* begin DOCUMENT *

Let’s celebrate the #NATIONALTRAINYOURBRAINDAY by learning the history of INTEL – the pioneers, the developers of great MICROPROCESSORS.
IBM was the creator and assembler of the first ever PCs, and their prime choice of the processor was Intel. Thus, Intel’s processor was named as the 1st Generation of processors. More generations followed. Let’s take a sneak peak at some of these line of processors created by Intel over the course of time.
1st Generation: Nehalem is the codename for an Intel processor microarchitecture, which is the successor to the older Core microarchitecture. A preview system with two Nehalem processors was shown at Intel Developer Forum in 2007, and the first processor released with the Nehalem architecture was the desktop Core i7, which was released in November 2008.
2nd Generation: Sandy Bridge is the codename for a microarchitecture developed by Intel beginning in 2005 for central processing units in computers to replace the Nehalem microarchitecture. Intel demonstrated a Sandy Bridge processor in 2009, and released first products based on the architecture in January 2011 under the Core brand. Developed primarily by the Israeli branch of Intel, the codename was originally “Gesher” (meaning “bridge” in Hebrew).
Sandy Bridge implementations targeted a 32 nanometer manufacturing process, while Intel’s subsequent product, codenamed Ivy Bridge, uses a 22 nanometer process. The Ivy Bridge die shrink, known in the Intel Tick-Tock model as the “tick”, is based on FinFET (non-planar, “3D”) tri-gate transistors. Intel demonstrated the Ivy Bridge processors in 2011.

* end DOCUMENT *

#### PROBLEMS AND TASKS
a: Quote the stretch of the Intel history text from "Let’s celebrate the" through "course of time.".
b: For each statement, answer yes or no according to the Intel history text and quote the words from it that decide the answer: (i) The first processor released with the Nehalem architecture was the desktop Core i7. (ii) Sandy Bridge implementations targeted a 22 nanometer manufacturing process. (iii) The Sandy Bridge codename was originally "Gesher."
The rows that follow are not needed for any of the work.

* begin DATASET ENTRIES *

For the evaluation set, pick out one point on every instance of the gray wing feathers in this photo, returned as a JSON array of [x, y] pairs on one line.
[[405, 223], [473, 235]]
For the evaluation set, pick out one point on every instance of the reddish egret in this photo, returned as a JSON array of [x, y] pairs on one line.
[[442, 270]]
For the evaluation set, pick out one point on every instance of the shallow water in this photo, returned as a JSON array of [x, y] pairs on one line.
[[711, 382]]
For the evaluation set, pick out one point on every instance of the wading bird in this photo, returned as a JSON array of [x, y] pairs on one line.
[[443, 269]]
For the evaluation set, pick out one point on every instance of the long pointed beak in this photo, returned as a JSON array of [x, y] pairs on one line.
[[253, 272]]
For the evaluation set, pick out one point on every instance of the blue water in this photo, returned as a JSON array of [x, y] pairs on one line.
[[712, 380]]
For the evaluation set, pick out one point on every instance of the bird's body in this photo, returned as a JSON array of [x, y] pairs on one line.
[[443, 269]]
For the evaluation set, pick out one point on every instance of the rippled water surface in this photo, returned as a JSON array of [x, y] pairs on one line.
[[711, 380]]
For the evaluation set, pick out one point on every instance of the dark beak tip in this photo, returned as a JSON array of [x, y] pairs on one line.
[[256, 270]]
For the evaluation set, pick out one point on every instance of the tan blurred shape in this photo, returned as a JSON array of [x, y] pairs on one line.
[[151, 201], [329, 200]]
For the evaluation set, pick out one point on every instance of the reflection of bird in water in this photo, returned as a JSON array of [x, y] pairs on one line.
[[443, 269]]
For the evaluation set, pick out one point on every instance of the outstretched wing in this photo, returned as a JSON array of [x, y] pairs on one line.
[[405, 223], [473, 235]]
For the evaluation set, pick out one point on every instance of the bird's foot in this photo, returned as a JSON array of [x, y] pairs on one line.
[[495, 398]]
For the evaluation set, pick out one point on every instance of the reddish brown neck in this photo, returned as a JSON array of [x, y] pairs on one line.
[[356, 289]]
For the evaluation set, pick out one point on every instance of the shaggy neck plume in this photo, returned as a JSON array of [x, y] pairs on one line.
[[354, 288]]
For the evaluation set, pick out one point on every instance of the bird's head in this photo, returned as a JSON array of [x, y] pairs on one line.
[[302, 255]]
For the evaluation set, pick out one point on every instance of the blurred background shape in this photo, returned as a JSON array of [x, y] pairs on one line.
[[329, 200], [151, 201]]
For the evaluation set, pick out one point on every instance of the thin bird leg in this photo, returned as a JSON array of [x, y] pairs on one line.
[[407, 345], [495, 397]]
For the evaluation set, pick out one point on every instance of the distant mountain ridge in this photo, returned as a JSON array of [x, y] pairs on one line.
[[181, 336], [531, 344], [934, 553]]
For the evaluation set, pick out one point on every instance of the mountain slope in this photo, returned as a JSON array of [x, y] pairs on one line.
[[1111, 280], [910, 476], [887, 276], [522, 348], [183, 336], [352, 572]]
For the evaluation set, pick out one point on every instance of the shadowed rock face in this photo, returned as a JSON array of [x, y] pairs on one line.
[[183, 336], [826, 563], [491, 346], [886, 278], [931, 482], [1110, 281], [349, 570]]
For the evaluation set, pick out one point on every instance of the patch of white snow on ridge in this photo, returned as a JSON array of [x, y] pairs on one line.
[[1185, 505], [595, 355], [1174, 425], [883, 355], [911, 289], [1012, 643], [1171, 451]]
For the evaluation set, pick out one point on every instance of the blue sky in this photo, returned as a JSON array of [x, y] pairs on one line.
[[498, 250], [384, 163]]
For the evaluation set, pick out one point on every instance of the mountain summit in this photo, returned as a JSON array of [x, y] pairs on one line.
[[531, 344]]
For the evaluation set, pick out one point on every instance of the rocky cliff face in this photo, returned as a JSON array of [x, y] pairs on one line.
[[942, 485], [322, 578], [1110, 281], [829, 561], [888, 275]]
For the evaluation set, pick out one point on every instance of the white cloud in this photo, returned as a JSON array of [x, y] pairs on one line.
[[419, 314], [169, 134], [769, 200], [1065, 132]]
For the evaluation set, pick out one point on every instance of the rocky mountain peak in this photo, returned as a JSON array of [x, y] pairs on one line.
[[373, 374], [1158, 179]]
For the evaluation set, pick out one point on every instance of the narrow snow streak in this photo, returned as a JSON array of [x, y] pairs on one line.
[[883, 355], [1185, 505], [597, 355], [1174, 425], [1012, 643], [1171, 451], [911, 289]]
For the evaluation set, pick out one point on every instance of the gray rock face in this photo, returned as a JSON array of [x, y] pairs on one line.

* end DATASET ENTRIES *

#### FULL SOLUTIONS
a:
Let’s celebrate the #NATIONALTRAINYOURBRAINDAY by learning the history of INTEL – the pioneers, the developers of great MICROPROCESSORS.
IBM was the creator and assembler of the first ever PCs, and their prime choice of the processor was Intel. Thus, Intel’s processor was named as the 1st Generation of processors. More generations followed. Let’s take a sneak peak at some of these line of processors created by Intel over the course of time.

b:
(i) Yes: "the first processor released with the Nehalem architecture was the desktop Core i7"
(ii) No: "Sandy Bridge implementations targeted a 32 nanometer manufacturing process"
(iii) Yes: "the codename was originally “Gesher” (meaning “bridge” in Hebrew)"